* [STATED GOAL]: From the listing below, pull out every line that contains the word "wearing", matching case exactly.

--- Start of RECORDS SHOWN ---

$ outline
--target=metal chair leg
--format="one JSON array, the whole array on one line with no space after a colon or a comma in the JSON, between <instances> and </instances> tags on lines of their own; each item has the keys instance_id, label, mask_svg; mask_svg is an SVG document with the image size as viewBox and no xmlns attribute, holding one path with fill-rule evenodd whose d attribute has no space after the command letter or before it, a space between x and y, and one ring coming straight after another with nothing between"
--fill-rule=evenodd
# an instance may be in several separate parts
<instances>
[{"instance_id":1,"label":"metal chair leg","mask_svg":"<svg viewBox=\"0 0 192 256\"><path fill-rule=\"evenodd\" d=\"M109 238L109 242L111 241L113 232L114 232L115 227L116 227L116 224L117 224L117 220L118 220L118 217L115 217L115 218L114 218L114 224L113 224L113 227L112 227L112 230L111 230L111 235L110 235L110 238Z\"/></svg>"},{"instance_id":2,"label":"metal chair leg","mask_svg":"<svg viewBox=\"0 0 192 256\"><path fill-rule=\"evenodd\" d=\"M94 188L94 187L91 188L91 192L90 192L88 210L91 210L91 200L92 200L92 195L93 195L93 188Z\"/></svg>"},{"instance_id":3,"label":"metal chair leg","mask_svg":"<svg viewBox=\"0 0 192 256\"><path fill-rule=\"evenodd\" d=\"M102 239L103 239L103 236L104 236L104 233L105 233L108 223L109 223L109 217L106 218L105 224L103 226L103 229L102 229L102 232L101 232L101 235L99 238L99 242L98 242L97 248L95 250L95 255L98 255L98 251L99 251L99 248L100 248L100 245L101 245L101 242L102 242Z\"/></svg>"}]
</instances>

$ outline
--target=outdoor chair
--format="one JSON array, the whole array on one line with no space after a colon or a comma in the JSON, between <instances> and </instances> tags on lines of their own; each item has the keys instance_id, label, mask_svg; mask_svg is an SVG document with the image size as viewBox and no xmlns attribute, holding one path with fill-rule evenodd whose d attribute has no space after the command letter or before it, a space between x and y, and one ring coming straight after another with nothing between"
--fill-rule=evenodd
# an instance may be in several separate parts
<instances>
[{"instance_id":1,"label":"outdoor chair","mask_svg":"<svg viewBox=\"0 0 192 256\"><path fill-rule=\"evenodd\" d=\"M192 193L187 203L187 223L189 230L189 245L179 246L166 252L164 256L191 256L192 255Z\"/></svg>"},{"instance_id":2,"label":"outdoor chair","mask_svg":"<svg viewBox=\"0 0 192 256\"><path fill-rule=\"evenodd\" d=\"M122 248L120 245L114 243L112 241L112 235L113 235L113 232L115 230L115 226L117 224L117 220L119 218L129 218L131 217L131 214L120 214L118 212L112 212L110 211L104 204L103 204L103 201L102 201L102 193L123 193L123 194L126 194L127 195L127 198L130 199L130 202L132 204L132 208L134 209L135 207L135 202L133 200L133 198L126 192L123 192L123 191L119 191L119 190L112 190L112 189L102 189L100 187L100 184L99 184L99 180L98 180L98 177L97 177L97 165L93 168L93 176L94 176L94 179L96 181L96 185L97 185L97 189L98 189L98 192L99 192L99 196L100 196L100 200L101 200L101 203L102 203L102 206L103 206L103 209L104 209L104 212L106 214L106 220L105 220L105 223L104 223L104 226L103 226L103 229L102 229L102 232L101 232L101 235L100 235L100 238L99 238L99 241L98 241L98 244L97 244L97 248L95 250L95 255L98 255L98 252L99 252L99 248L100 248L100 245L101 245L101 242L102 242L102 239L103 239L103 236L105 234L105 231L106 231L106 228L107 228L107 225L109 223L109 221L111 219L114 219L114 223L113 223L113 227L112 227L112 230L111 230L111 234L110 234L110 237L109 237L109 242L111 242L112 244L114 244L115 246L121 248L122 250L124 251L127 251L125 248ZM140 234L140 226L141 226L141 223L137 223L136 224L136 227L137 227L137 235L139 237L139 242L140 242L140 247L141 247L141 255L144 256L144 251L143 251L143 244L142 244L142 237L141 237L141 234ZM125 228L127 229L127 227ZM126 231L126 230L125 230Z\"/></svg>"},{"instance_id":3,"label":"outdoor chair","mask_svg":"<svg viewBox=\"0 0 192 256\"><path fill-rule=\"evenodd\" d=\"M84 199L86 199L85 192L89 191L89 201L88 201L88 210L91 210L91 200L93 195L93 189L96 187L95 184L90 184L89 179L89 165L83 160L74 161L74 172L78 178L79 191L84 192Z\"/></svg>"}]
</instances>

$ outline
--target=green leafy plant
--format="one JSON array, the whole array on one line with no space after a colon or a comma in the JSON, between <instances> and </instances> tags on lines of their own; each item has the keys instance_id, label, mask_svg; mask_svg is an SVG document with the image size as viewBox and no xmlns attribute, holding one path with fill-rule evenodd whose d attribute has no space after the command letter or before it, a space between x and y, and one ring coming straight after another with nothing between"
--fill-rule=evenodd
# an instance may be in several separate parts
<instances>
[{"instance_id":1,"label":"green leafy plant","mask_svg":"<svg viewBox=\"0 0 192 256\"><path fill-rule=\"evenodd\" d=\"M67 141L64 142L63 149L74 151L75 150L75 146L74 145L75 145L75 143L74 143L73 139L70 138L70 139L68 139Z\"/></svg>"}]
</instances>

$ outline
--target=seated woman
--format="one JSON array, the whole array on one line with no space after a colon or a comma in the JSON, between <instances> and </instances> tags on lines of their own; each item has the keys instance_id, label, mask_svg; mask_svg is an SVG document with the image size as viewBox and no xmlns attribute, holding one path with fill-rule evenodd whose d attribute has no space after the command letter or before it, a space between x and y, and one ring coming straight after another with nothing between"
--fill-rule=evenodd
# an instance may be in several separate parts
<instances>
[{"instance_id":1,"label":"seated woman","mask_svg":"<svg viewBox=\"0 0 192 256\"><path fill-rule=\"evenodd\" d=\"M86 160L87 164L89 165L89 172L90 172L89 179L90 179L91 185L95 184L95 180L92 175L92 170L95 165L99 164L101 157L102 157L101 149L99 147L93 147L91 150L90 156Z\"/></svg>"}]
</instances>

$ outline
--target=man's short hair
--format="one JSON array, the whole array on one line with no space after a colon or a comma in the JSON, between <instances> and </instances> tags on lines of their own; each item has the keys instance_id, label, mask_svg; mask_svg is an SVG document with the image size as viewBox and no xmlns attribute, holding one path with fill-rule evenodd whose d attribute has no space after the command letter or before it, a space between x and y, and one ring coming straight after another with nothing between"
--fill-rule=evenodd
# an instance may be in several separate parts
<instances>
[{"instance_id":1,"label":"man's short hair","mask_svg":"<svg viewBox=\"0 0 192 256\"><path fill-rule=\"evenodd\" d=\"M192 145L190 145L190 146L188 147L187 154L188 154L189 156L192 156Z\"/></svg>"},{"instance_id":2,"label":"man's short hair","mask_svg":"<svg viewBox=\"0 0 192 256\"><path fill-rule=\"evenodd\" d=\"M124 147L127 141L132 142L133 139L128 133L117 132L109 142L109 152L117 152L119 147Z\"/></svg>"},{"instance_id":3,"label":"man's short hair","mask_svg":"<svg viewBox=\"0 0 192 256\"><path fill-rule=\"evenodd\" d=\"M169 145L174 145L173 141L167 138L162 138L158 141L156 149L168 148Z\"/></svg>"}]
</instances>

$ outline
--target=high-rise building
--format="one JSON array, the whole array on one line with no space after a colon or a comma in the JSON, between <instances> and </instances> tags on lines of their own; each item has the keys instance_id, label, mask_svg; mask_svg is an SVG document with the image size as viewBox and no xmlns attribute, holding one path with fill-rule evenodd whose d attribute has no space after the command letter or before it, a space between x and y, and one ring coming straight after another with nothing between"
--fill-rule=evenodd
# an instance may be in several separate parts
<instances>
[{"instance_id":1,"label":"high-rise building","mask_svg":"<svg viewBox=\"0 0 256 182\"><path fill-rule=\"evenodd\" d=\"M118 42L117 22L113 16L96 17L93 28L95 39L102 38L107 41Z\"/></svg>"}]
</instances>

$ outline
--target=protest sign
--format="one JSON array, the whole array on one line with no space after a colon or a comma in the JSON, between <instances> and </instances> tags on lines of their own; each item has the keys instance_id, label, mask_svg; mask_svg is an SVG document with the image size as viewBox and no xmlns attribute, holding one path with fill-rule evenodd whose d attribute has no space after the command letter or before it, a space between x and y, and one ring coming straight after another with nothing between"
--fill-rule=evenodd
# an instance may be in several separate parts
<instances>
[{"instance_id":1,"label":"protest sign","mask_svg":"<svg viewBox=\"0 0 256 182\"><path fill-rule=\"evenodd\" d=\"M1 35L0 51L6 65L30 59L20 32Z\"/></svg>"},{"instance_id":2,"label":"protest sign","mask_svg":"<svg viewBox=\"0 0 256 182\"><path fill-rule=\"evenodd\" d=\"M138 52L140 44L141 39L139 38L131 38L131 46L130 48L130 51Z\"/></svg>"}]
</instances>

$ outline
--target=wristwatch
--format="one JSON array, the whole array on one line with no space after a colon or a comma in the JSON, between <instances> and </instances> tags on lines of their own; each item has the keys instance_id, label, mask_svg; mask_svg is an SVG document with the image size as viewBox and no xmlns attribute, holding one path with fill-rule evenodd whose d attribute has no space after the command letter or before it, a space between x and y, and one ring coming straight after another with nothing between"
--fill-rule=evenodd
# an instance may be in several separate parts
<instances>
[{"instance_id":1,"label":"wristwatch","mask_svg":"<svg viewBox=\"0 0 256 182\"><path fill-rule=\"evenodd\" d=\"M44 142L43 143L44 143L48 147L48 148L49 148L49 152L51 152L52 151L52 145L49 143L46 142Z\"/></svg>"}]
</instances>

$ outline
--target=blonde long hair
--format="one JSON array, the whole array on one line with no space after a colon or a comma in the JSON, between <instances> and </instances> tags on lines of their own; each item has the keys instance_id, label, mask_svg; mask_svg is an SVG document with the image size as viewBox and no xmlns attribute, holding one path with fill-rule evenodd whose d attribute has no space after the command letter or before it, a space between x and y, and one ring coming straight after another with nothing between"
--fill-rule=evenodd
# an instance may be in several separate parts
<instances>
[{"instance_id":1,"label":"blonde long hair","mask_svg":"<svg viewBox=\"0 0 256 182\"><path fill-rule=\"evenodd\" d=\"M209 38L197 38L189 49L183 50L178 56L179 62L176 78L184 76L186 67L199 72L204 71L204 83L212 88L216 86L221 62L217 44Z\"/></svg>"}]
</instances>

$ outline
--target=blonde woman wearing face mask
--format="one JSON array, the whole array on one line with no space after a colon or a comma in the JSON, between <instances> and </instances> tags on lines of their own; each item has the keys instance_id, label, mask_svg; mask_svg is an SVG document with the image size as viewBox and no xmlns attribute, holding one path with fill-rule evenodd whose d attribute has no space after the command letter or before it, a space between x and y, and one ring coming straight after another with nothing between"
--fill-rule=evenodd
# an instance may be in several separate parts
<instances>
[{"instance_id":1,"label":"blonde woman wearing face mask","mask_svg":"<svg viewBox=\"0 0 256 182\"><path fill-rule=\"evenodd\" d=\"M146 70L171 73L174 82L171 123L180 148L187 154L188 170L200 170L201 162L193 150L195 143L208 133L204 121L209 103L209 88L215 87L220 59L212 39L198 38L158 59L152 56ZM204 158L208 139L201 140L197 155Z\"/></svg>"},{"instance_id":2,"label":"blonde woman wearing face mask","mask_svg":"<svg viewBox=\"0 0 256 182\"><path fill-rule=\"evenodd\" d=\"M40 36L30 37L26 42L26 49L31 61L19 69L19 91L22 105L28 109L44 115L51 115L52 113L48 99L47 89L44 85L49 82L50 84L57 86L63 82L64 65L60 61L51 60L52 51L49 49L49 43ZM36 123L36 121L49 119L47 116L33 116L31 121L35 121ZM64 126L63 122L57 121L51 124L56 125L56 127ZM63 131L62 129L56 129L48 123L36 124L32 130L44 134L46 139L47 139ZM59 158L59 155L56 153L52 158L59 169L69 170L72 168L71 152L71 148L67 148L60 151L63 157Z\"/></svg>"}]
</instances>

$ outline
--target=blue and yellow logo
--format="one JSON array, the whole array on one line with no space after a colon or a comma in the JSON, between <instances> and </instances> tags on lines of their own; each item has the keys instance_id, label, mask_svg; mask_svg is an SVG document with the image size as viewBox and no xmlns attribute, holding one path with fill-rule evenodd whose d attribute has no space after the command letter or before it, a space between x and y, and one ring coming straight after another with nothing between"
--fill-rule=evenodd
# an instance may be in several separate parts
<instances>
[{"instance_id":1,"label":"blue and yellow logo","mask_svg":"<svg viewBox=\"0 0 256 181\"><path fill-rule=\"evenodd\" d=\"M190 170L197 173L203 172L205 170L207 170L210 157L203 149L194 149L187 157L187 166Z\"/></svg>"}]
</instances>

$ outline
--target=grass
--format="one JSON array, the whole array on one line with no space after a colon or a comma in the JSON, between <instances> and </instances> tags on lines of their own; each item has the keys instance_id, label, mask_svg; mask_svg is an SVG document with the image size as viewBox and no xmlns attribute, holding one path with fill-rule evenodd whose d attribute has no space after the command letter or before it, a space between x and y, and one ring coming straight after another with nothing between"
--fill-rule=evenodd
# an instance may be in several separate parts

--- End of RECORDS SHOWN ---

* [OUTPUT OF THE TASK]:
--target=blonde woman wearing face mask
[{"instance_id":1,"label":"blonde woman wearing face mask","mask_svg":"<svg viewBox=\"0 0 256 182\"><path fill-rule=\"evenodd\" d=\"M146 70L171 73L174 82L171 123L180 148L187 154L188 170L200 170L201 162L193 150L195 143L208 133L204 121L209 103L209 88L215 87L220 59L212 39L198 38L158 59L152 56ZM204 158L208 139L201 140L197 155Z\"/></svg>"},{"instance_id":2,"label":"blonde woman wearing face mask","mask_svg":"<svg viewBox=\"0 0 256 182\"><path fill-rule=\"evenodd\" d=\"M40 36L30 37L26 42L26 49L31 61L19 69L19 91L22 105L28 109L44 115L51 115L52 113L48 99L47 89L44 85L49 82L50 84L57 86L63 82L64 65L60 61L51 60L52 51L49 49L49 43ZM36 123L36 121L49 119L47 116L33 116L31 121L35 121ZM64 126L63 122L57 121L51 124L56 125L56 127ZM63 131L62 129L56 129L48 123L36 124L32 130L44 134L46 139L47 139ZM59 158L59 155L56 153L52 158L59 169L69 170L72 168L71 152L71 148L67 148L60 151L63 157Z\"/></svg>"}]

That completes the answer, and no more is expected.